**EXERCISE INSTRUCTIONS**
Count how many lines of the data include "white". The answer is that number and nothing else.

(Collected data)
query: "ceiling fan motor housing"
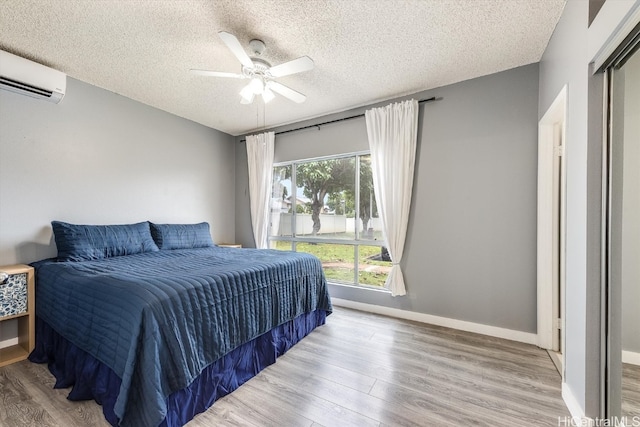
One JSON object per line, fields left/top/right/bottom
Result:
{"left": 249, "top": 39, "right": 266, "bottom": 56}
{"left": 242, "top": 57, "right": 272, "bottom": 80}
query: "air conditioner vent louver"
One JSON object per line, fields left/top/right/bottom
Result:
{"left": 0, "top": 50, "right": 66, "bottom": 103}
{"left": 0, "top": 76, "right": 54, "bottom": 98}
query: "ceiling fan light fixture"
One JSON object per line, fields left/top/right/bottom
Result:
{"left": 240, "top": 94, "right": 255, "bottom": 105}
{"left": 240, "top": 84, "right": 255, "bottom": 103}
{"left": 250, "top": 77, "right": 264, "bottom": 95}
{"left": 262, "top": 88, "right": 275, "bottom": 103}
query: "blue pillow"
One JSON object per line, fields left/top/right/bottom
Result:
{"left": 52, "top": 221, "right": 159, "bottom": 262}
{"left": 149, "top": 222, "right": 215, "bottom": 250}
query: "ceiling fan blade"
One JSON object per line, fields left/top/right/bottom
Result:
{"left": 190, "top": 69, "right": 245, "bottom": 79}
{"left": 268, "top": 56, "right": 314, "bottom": 78}
{"left": 267, "top": 81, "right": 306, "bottom": 103}
{"left": 218, "top": 31, "right": 254, "bottom": 69}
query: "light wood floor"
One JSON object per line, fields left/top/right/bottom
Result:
{"left": 623, "top": 363, "right": 640, "bottom": 419}
{"left": 0, "top": 307, "right": 571, "bottom": 426}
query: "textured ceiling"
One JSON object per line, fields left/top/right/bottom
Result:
{"left": 0, "top": 0, "right": 565, "bottom": 136}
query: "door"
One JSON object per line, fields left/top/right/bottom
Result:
{"left": 537, "top": 86, "right": 567, "bottom": 374}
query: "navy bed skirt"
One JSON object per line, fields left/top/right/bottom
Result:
{"left": 29, "top": 310, "right": 328, "bottom": 427}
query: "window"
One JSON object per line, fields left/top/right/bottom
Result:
{"left": 270, "top": 153, "right": 391, "bottom": 288}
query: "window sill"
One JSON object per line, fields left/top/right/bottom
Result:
{"left": 327, "top": 281, "right": 391, "bottom": 294}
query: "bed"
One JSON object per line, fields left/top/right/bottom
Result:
{"left": 28, "top": 221, "right": 332, "bottom": 427}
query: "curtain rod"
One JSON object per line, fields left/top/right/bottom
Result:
{"left": 239, "top": 96, "right": 440, "bottom": 142}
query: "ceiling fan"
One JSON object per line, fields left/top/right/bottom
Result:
{"left": 191, "top": 31, "right": 314, "bottom": 105}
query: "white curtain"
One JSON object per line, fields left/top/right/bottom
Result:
{"left": 246, "top": 131, "right": 275, "bottom": 249}
{"left": 365, "top": 99, "right": 419, "bottom": 296}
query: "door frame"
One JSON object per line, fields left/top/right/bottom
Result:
{"left": 537, "top": 85, "right": 568, "bottom": 368}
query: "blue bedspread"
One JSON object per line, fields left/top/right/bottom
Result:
{"left": 32, "top": 247, "right": 332, "bottom": 427}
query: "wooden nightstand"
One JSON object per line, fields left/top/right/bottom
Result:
{"left": 0, "top": 264, "right": 35, "bottom": 367}
{"left": 217, "top": 243, "right": 242, "bottom": 248}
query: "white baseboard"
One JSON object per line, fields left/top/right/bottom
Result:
{"left": 562, "top": 383, "right": 593, "bottom": 425}
{"left": 622, "top": 350, "right": 640, "bottom": 365}
{"left": 331, "top": 298, "right": 538, "bottom": 345}
{"left": 0, "top": 337, "right": 19, "bottom": 350}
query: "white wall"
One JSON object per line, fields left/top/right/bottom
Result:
{"left": 276, "top": 214, "right": 347, "bottom": 236}
{"left": 272, "top": 214, "right": 381, "bottom": 236}
{"left": 0, "top": 77, "right": 236, "bottom": 265}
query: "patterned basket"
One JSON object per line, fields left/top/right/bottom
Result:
{"left": 0, "top": 273, "right": 28, "bottom": 318}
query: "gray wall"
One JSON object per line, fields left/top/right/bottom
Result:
{"left": 622, "top": 52, "right": 640, "bottom": 354}
{"left": 0, "top": 77, "right": 236, "bottom": 266}
{"left": 538, "top": 0, "right": 604, "bottom": 417}
{"left": 236, "top": 63, "right": 540, "bottom": 334}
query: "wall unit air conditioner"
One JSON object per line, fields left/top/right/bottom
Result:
{"left": 0, "top": 49, "right": 66, "bottom": 103}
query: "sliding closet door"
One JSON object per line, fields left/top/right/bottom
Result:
{"left": 605, "top": 42, "right": 640, "bottom": 421}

**ANSWER SECTION**
3